**MATERIAL SHOWN**:
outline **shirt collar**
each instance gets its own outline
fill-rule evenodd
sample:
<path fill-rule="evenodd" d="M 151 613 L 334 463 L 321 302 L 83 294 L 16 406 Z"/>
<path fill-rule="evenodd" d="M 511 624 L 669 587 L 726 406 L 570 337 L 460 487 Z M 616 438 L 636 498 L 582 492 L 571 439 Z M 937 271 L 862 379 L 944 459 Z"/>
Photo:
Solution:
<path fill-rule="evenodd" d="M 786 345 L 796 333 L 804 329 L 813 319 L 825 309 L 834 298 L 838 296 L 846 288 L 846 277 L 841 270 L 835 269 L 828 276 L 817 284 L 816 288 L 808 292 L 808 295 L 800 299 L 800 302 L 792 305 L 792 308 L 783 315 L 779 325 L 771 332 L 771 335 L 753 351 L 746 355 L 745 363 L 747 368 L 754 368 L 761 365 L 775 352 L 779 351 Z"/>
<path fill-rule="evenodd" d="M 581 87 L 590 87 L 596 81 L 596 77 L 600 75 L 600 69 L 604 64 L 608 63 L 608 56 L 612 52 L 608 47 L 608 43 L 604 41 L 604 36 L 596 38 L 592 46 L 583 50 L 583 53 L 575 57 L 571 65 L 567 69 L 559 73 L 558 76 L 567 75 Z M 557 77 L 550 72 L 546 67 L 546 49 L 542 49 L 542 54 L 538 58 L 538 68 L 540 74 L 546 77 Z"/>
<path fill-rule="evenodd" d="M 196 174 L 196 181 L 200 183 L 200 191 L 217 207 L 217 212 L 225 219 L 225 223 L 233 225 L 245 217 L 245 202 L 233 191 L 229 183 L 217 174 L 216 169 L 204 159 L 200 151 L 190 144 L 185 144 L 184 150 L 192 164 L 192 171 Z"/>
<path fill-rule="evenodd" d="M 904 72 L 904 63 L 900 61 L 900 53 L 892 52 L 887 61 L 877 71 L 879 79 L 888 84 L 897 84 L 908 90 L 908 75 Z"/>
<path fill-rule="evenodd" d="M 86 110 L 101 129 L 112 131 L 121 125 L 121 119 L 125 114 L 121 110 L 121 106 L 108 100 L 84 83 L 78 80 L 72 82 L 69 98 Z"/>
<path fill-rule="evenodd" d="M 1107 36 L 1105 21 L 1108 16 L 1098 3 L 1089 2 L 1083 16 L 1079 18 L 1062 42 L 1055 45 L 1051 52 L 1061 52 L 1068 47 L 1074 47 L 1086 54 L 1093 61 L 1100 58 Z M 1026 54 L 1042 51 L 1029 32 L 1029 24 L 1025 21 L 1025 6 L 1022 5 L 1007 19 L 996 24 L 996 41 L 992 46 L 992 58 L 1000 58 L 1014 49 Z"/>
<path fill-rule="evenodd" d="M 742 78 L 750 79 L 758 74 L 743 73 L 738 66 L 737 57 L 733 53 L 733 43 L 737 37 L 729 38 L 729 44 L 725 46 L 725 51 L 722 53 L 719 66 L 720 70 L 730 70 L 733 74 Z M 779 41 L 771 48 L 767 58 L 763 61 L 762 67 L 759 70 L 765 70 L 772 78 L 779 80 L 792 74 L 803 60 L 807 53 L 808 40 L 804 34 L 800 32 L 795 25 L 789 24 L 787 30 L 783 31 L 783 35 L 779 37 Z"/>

**REQUIRED ACTION**:
Report each line above containing the string "outline".

**ANSWER TO THIS TASK**:
outline **shirt collar**
each instance gets its own outline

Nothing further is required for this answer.